_PAGE EXCERPT_
--------------------
As rightly noted by Ahmed Sofa (1943-2001), a legendary public intellectual in Bangladesh, none influenced Bengal’s society and politics as much as Bankim did, and the influence of Ananda Math in Bengal’s socio-political life is comparable only to that of Jean Jacques Rousseau’s Social Contract in France. In Shotoborsher Ferari Bankim Chandra Chattopadhyay, Sofa stressed that it was Bankim’s thoughts on nation building that earned him a distinct place. Sofa wrote, ‘He was the first to dream of establishing a Hindu Rashtra’, and added, ‘If a single person is to be blamed for the Partition of Bengal, it is Bankim Chandra’.

It is worth quoting here Muhammad Ali Jinnah, the father of nation of Pakistan. Jinnah in a speech made on April 23, 1943, said: “I think you will bear me out that when we passed the 1940 Lahore Resolution, we had not used the word ‘Pakistan.’ Who gave us this word? The Hindus fathered this word on us …” Truly, it won’t be an exaggeration to state that Pakistan could not have come about as a separate state in 1947 if it had not been for the hatred Bankim and his Hindu supremacists spread against the Muslim population! Many of the pogroms faced by Muslims and Christians in the BJP-run India owe such to the trends that he had set in motion.

Although the work – Dharmatattva – first appeared in 1888 as a series of separate articles in Bengali periodical, published from Kolkata, it traces both the development of Bankim’s Hindu-centric ideas and the impact of Western thought on Hindu religion and philosophy in the 19th century. This work is set out in the form of a question-and-answer dialogue between a guru or teacher and his student. The ideal of the human being, according to the teacher, is humanism, which is filled with universal love and stands in the greatest possible closeness to God. Interestingly, as his literary works would reveal, instead of spreading universal love, understanding of and tolerance for each other, as required for breeding true humanism, Bankim is guilty of not only adding fuel to the fire but also kindling the fire of xenophobia, hatred and intolerance against Muslims and non-Hindus. He proved to be a chauvinist and not a compassionate soul who understood the true meanings of humanism. Truly, Bankim’s literary talent paved the path to lay the very foundation of the monstrous organizations like the Hindu Mahasabha and the RSS (and by affiliation, today’s ruling BJP of India) that killed M.K. Gandhi.

There is an old proverb: when a bird looks like a duck and quacks like a duck, it is a duck. Bankim Chatterjee was a bigot who epitomized bigotry and intolerance. He was an evil genius.

I don’t recommend his work, including this one, to anyone; for surely, his work is no better than Mein Kampf of Hitler. Our world needs less and not more of those monsters whose poisonous works, writings and hymns continue to provide the oxygen to murderous Hindu supremacists to marginalize, kill and destroy others for their ‘otherness’.
--------------------
_Object location annotation data_
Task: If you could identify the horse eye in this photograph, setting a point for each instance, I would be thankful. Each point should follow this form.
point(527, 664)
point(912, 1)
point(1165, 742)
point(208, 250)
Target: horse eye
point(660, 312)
--------------------
_SET TASKS_
[A] Duplicate the passage on Bankim Chandra Chattopadhyay between "It is worth" and "set in motion.", inclusive.
[B] Write out every line of the listing with no changes.
The listing bears no relation to the passage on Bankim Chandra Chattopadhyay.

_ANSWER LIST_
[A]
It is worth quoting here Muhammad Ali Jinnah, the father of nation of Pakistan. Jinnah in a speech made on April 23, 1943, said: “I think you will bear me out that when we passed the 1940 Lahore Resolution, we had not used the word ‘Pakistan.’ Who gave us this word? The Hindus fathered this word on us …” Truly, it won’t be an exaggeration to state that Pakistan could not have come about as a separate state in 1947 if it had not been for the hatred Bankim and his Hindu supremacists spread against the Muslim population! Many of the pogroms faced by Muslims and Christians in the BJP-run India owe such to the trends that he had set in motion.

[B]
Task: If you could identify the horse eye in this photograph, setting a point for each instance, I would be thankful. Each point should follow this form.
point(527, 664)
point(912, 1)
point(1165, 742)
point(208, 250)
Target: horse eye
point(660, 312)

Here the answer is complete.